_Rows_.
* Begin *
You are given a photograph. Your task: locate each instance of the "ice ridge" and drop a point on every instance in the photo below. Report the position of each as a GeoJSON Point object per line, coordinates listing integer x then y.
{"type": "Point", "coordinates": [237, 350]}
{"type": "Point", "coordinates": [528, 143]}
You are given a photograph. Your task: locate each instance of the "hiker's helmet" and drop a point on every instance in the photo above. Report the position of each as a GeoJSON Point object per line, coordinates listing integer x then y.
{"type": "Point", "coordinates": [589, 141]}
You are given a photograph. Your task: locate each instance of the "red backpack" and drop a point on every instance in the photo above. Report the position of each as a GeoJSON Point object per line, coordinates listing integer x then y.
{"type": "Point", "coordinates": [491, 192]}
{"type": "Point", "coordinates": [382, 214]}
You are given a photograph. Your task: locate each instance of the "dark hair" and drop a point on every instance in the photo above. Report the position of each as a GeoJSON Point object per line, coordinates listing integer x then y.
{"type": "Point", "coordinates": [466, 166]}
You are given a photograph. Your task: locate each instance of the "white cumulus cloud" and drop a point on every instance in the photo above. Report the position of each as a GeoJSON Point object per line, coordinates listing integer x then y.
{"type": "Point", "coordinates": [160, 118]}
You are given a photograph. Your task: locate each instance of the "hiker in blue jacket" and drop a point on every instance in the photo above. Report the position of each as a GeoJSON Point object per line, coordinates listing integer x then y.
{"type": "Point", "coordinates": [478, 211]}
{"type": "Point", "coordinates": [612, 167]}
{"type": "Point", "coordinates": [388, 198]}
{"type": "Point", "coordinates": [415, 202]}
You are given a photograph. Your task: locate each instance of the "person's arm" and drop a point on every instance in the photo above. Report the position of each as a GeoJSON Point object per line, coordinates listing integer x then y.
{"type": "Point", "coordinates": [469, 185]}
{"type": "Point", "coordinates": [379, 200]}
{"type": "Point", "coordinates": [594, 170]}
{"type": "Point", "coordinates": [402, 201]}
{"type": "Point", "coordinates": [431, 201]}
* End *
_Aim of the exercise_. Return the full listing, character for character.

_Written solution_.
You are given a photograph. Your task: locate each instance of the "ice ridge" and drop a point on every instance in the photo below. Report the position of each as a GeoJSON Point object per line, coordinates listing integer x then y.
{"type": "Point", "coordinates": [237, 350]}
{"type": "Point", "coordinates": [528, 143]}
You are given a photograph. Your task: locate each instance of the "hiker's helmet" and drop a point on every instance in the photo above. Report the position of each as a GeoJSON Point object per line, coordinates listing integer x then y.
{"type": "Point", "coordinates": [589, 141]}
You are given a photograph. Your task: locate each instance of the "red backpack" and drop a point on every instance in the photo above. Report the position of each as a GeoJSON Point object per line, coordinates listing integer x then y.
{"type": "Point", "coordinates": [491, 192]}
{"type": "Point", "coordinates": [382, 214]}
You are given a photograph. Your task: locate each instance of the "dark hair" and drop a point on every instance in the photo above. Report the position of each as a GeoJSON Point object per line, coordinates listing integer x then y.
{"type": "Point", "coordinates": [466, 166]}
You are given a photograph. Your task: locate each instance of the "white cumulus cloud" and drop a point on every instance in the photo above. Report the position of each as a GeoJSON Point object per line, coordinates listing integer x then y.
{"type": "Point", "coordinates": [160, 118]}
You are given a photograph. Your task: locate each instance of the "hiker in blue jacket" and drop a point on every instance in the photo above. Report the position of each as a GeoJSON Point object per line, coordinates listing integer x then y.
{"type": "Point", "coordinates": [478, 211]}
{"type": "Point", "coordinates": [612, 167]}
{"type": "Point", "coordinates": [388, 198]}
{"type": "Point", "coordinates": [415, 202]}
You are given a photograph. Your task: locate each instance of the "person's arm" and drop a point on every instance in the photo above. Report the position of each as a GeoJSON Point object per line, coordinates listing integer x then y.
{"type": "Point", "coordinates": [469, 185]}
{"type": "Point", "coordinates": [379, 200]}
{"type": "Point", "coordinates": [594, 170]}
{"type": "Point", "coordinates": [402, 201]}
{"type": "Point", "coordinates": [431, 201]}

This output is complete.